OBJECTIVE
Please rewrite every line in the part that opens with the line containing "like point(94, 9)?" and closes with the line containing "point(337, 76)", scaling each answer coordinate by 2.4 and rounding to a whole number, with halves rounded up. Keep all other numbers in those lines unchanged.
______________________________
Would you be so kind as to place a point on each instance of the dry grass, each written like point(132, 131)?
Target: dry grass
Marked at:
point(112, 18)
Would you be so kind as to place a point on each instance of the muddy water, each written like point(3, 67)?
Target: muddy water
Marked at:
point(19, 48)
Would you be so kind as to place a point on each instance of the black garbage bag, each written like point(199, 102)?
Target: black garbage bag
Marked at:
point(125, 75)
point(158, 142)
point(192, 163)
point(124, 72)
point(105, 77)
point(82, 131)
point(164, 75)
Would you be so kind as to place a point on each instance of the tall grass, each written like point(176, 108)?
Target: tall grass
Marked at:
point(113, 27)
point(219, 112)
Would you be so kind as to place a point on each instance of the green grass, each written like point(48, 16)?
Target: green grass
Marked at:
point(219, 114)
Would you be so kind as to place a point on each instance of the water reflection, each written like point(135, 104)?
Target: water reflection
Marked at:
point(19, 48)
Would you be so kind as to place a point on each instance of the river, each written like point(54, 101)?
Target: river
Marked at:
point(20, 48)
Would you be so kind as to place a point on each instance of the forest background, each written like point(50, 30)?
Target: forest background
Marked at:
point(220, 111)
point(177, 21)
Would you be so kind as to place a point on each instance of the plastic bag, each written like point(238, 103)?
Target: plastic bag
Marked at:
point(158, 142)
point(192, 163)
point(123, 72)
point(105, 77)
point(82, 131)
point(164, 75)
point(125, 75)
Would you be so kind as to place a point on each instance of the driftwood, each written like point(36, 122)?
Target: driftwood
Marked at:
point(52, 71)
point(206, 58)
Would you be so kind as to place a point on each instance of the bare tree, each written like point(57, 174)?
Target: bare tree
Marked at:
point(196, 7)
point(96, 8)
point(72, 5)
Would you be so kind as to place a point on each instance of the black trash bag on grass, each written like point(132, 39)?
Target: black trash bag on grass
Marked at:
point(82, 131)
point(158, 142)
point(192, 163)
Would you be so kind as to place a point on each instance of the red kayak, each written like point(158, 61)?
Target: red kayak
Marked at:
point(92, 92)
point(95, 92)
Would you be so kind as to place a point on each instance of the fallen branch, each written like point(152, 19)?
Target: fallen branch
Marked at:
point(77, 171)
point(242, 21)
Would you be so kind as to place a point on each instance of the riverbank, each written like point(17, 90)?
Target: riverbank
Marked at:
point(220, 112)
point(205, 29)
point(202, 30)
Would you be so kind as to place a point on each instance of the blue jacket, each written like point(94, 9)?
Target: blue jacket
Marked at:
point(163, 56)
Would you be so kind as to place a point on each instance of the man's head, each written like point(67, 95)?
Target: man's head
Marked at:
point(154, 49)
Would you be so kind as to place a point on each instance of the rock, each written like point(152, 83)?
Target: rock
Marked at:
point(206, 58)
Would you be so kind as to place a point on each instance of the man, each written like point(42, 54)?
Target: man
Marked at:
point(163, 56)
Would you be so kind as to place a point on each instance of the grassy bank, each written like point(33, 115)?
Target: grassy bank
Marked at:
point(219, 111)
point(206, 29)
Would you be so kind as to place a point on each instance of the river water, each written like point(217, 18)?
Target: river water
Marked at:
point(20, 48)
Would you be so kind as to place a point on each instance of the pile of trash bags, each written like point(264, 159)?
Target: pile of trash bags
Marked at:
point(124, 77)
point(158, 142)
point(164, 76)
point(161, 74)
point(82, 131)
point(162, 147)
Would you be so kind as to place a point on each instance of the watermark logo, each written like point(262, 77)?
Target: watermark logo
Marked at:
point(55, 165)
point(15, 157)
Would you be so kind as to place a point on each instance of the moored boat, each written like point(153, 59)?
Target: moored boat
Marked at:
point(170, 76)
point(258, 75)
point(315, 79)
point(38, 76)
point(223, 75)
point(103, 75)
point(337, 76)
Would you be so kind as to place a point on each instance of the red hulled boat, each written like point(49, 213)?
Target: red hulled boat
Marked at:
______________________________
ANSWER TO THIS TASK
Would you be so kind as to place a point on each instance of the blue jacket, each written like point(94, 9)?
Target: blue jacket
Marked at:
point(391, 134)
Would you be so kind as to place a point on each instance of the man's head, each written like point(67, 95)?
Target: man's head
Marked at:
point(370, 118)
Would you be so kind as to place a point on each instance of the rock, each written like point(152, 83)?
Target: rock
Marked at:
point(494, 139)
Would you be so kind as to place a point on each instance of the man, each written like point(42, 54)?
Target: man
Marked at:
point(391, 134)
Would you be so kind as to place a point on each instance of the grassy bank, each written like point(33, 115)?
Target: grassy bank
Marked at:
point(526, 266)
point(494, 70)
Would you be so kind as to place a point on each instance of the river water, each written like point(217, 18)?
Target: river water
Marked at:
point(48, 115)
Would you be so kind as to place a point on each instance of the pile of trash bags, each written like point(264, 159)?
Target: pile of trash bags
Marked at:
point(298, 185)
point(379, 341)
point(394, 182)
point(386, 178)
point(197, 314)
point(389, 353)
Would you be so kind as to place a point on each instance of the watermark logo, each written like point(262, 77)?
Target: watermark logo
Marked at:
point(132, 396)
point(36, 377)
Would you be so kind as to place a point on each instance of the moored boat, each written like point(153, 59)?
Target: moored boat
Marked at:
point(408, 182)
point(619, 180)
point(756, 190)
point(91, 182)
point(535, 180)
point(247, 180)
point(809, 182)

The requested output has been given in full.